Output exactly the lines from the one containing "Query: chain collar" to the last line of the material, inclusive, and nothing more.
##### EXTRACTED MATERIAL #####
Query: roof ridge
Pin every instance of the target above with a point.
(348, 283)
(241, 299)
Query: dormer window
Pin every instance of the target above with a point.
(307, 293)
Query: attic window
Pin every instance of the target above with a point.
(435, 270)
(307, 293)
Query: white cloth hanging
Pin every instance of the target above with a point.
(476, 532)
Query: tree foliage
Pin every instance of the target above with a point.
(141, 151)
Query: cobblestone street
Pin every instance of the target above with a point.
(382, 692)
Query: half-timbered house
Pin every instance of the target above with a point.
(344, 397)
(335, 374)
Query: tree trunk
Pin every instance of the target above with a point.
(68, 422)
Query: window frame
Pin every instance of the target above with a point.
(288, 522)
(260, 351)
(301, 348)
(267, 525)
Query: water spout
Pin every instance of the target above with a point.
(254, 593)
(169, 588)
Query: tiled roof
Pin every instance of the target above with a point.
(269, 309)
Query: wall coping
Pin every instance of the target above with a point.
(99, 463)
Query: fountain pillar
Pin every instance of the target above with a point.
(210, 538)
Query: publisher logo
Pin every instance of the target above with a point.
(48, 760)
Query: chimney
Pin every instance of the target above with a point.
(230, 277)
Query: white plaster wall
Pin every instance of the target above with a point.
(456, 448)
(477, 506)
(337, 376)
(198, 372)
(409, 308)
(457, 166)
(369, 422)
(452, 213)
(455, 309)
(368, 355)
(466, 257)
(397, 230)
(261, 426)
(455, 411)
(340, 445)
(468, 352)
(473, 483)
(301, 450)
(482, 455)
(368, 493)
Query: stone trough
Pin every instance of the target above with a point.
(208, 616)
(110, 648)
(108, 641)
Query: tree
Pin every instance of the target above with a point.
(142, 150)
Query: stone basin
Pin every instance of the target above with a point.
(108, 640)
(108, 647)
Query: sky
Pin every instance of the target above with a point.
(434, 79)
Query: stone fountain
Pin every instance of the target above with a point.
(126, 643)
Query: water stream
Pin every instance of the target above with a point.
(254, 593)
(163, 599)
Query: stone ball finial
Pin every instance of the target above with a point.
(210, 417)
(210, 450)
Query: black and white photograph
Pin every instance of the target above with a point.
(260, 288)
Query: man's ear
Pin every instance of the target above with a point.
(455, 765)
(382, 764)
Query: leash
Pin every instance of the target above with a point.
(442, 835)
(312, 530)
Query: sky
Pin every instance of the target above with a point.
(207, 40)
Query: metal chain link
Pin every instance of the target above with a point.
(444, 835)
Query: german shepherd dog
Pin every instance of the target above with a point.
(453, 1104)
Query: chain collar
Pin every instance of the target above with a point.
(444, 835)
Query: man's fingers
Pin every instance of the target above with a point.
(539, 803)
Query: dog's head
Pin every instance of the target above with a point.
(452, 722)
#####
■ **EXERCISE SOLUTION**:
Query: chain collar
Pin every instance of the target above with a point.
(444, 835)
Query: man's fingers
Pin every instance of the target above with a point.
(539, 803)
Query: dog's head
Pin every instance of the target above with a point.
(452, 722)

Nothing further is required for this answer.